▶ Exercise tasks:
1. According to the asparagus tart recipe, why should the puff pastry go in the fridge the night before?
2. Return the part of the asparagus tart recipe from "- Egg wash, made" up to and including "course more cheese.".
3. Answer these questions using the asparagus tart recipe:
(a) How long does the tart take to prep?
(b) What is the egg wash made from?
(c) How wide is the border cut into the rolled-out puff pastry?

Fresh asparagus in markets is my go-to sign that spring is officially here. And what better way to celebrate than with an easy Puff Pastry Tart with Asparagus! Here’s why I love it so much:
- It takes just 10 minutes to prep!
- Uses a buttery, flaky store-bought puff pastry, which I pretty much always have in my freezer. Just be sure to pop it in a fridge the night before so it’s fully defrosted when you roll it out.
- Cheese! I recommend Taleggio, a semi-soft cheese with a mildly tangy taste, but of course you can sift through your cheese drawer and use anything you like: whipped ricotta, feta with herbs, goat cheese, or fontina perhaps!
Puff pastry tarts are a great option for a light lunch. Serve alongside a lightly dressed salad or, if enjoying for dinner, pair it with a simple roast chicken. Easy, seasonal, and tastes amazing!
For more easy brunch recipes that feature this quintessential spring veggie, try my asparagus frittata or simple shirred eggs with asparagus next!

What You’ll Need
- Puff pastry: I always use store-bought, it’s just so quick and simple. Be sure it’s completely thawed before rolling out!
- Taleggio cheese, either thinly sliced or shredded.
- Fresh garlic
- Fresh spring asparagus: To trim, simply snap off the bottom inch or so of the asparagus stalk. It should naturally separate where the stalk is toughest and woody. Repeat with remaining asparagus or use a knife to cut off a similar amount of each end.
- Extra virgin olive oil
- Kosher salt, for seasoning
- Grated Pecorino Romano, though of course Parmesan cheese is great!
- Egg wash, made from 1 egg mixed with a teaspoon of heavy cream or milk.
- Balsamic glaze or balsamic vinegar, drizzled right on top before serving.




Step-by-Step Instructions
Let’s stick with big picture steps, though, as always, the full instructions are included below:
- Roll out puff pastry, then use a sharp knife to create a 1-inch border.
- Sprinkle on the cheese and sliced garlic.
- Line up the trimmed asparagus stalks, then season with olive oil, Kosher salt, and of course more cheese.
- Brush egg wash around the edges, sprinkle with Pecorino or Parmesan, then bake until crispy!
- Totally optional, but a drizzle of balsamic glaze really sets the flavor apart. So good!
I think you’re gonna love this flaky, cheesy asparagus tart recipe!

▶ Data rows:

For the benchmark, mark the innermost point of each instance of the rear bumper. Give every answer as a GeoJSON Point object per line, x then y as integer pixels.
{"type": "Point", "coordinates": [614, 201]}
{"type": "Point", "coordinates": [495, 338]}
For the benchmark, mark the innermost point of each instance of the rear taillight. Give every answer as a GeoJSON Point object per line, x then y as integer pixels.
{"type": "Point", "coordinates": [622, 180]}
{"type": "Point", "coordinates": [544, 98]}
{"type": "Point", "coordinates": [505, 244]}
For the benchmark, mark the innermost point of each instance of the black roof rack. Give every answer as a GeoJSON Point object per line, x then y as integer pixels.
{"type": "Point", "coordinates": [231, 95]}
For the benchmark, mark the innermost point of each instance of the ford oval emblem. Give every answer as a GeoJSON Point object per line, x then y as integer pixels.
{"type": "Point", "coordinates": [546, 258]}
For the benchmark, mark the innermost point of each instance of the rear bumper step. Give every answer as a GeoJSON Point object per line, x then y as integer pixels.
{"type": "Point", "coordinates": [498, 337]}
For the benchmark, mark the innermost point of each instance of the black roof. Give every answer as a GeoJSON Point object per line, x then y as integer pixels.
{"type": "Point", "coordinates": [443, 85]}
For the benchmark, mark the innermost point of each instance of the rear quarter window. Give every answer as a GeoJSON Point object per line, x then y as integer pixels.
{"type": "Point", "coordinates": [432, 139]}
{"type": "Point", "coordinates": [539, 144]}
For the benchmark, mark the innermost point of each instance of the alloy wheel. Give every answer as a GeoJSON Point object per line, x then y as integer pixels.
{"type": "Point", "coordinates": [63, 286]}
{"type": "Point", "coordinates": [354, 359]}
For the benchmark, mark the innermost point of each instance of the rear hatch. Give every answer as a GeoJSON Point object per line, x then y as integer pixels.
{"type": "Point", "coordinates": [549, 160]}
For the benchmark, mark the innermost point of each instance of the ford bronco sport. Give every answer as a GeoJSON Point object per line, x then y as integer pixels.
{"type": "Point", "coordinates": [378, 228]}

▶ Answer list:
1. It should go in the fridge the night before so that it is fully defrosted by the time you roll it out.

2.
- Egg wash, made from 1 egg mixed with a teaspoon of heavy cream or milk.
- Balsamic glaze or balsamic vinegar, drizzled right on top before serving.




Step-by-Step Instructions
Let’s stick with big picture steps, though, as always, the full instructions are included below:
- Roll out puff pastry, then use a sharp knife to create a 1-inch border.
- Sprinkle on the cheese and sliced garlic.
- Line up the trimmed asparagus stalks, then season with olive oil, Kosher salt, and of course more cheese.

3.
(a) It takes 10 minutes to prep.
(b) The egg wash is 1 egg mixed with a teaspoon of heavy cream or milk.
(c) The border is 1 inch wide.